The corporate market is a little different.  It's hard to sell securities claims coverage if you acquire a reputation for always denying securities claims. That reputation does spread and big coverage disputes tend to get litigated. So instead carriers protect themselves through coverage limits and spreading the business.

What often happens in particular cases is that if there are fraud-like allegations the carrier will send an initial letter raising the issues and deferring a coverage decision.  Then there are letters back and forth at which point the carrier agrees to front defense costs while reserving its rights.  Ultimately if the case can settle reasonably, the carrier will step up and not press its coverage position and thereby risk blowing up the settlement. 
The purpose of studying economics is not to acquire a set of ready-made answers to economic questions, but to learn how to avoid being deceived by economists.
--Joan Robinson

crazy canuck

Quote from: Jacob on March 10, 2025, 06:55:37 PMSeen on social media:
QuoteIf Ukraine really did attack Twitter, I think the only logical thing is for Elon to sign a cease fire immediately, give them half of Twitter and make sure he says thank you."

 :lol:

Neil

That sounds like a crazy business to be in, since anyone buying insurance against regulatory action is guilty.  It's like selling life insurance in a terminal cancer ward.
I do not hate you, nor do I love you, but you are made out of atoms which I can use for something else.

Sheilbh

Quote from: HVC on March 10, 2025, 06:09:17 PMI get how the liability for fraud can be in a grey area (fraud vs incompetence, for example) but being able to be insured against regulatory fines seems like a bad idea. Diminishes the power of fines.
Yeah it varies by sector/regulator. So the Financial Conduct Authority explicitly ban it - but it's unclear if, say, it would be banned for certain breaches of consumer or data protection law - obvious difference here is there's a very high bar to being regulated by the FCA and will be able to get an abundance of legal advice and  a very, very low bar to being in scope of consumer or DP law including very small businesses or charities who may not have specialist legal (or security) advice.

FWIW for this reason some of the regulators have explicitly said they're not taking a position.

As ever, Lord Bingham as a quotable line on it :lol: "It is unacceptable that the court should, on the first indication of unlawfulness affecting any aspect of a transaction, draw up its skirts and refuse all assistance to the plaintiff, no matter how serious his loss nor how disproportionate his loss to the unlawfulness of his conduct."
Let's bomb Russia!

DGuller

Quote from: Neil on March 10, 2025, 08:01:39 PMThat sounds like a crazy business to be in, since anyone buying insurance against regulatory action is guilty.  It's like selling life insurance in a terminal cancer ward.
Devil's advocate here:  regulatory action is not always done against the guilty.  Regulators are often politicians themselves, or have politicians in their chain of command.  Many regulators are not above harassing the entities they're regulating, knowing how disruptive it is to the business to defend themselves.

HisMajestyBOB

In my experience, sometimes the regulators are full of shit and are looking for a shakedown, sometimes they're mistaken / just plain wrong, and sometimes they're right on the money. And sometimes they just miss / ignore something egregious, but sometimes that's because they have bigger fish to fry.
Three lovely Prada points for HoI2 help

The Minsky Moment

Quote from: Neil on March 10, 2025, 08:01:39 PMThat sounds like a crazy business to be in, since anyone buying insurance against regulatory action is guilty.  It's like selling life insurance in a terminal cancer ward.

The reference above was mostly to private civil law suits.

That said, it is common for public companies and even some private ones to purchase Directors and Officers insurance policies that cover administrative or civil claims brought by the SEC and other regulators.  The insurance is purchased in advance of any investigation. It is insurance against the possibility that the SEC might take some action in the future.
The purpose of studying economics is not to acquire a set of ready-made answers to economic questions, but to learn how to avoid being deceived by economists.

Entries provided ->
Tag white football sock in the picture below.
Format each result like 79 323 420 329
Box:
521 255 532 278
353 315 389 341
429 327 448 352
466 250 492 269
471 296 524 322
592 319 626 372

Requirement A -> List the usernames that stand as post headers in the insurance thread excerpt, in the order they appear.
Requirement B -> From the insurance thread excerpt, return the passage that begins with the words containing "In my experience, sometimes" and ends with "fish to fry.".
Rely only on the text itself for what follows.

Exercise result A ->
crazy canuck
Neil
Sheilbh
DGuller
HisMajestyBOB
The Minsky Moment

Exercise result B ->
In my experience, sometimes the regulators are full of shit and are looking for a shakedown, sometimes they're mistaken / just plain wrong, and sometimes they're right on the money. And sometimes they just miss / ignore something egregious, but sometimes that's because they have bigger fish to fry.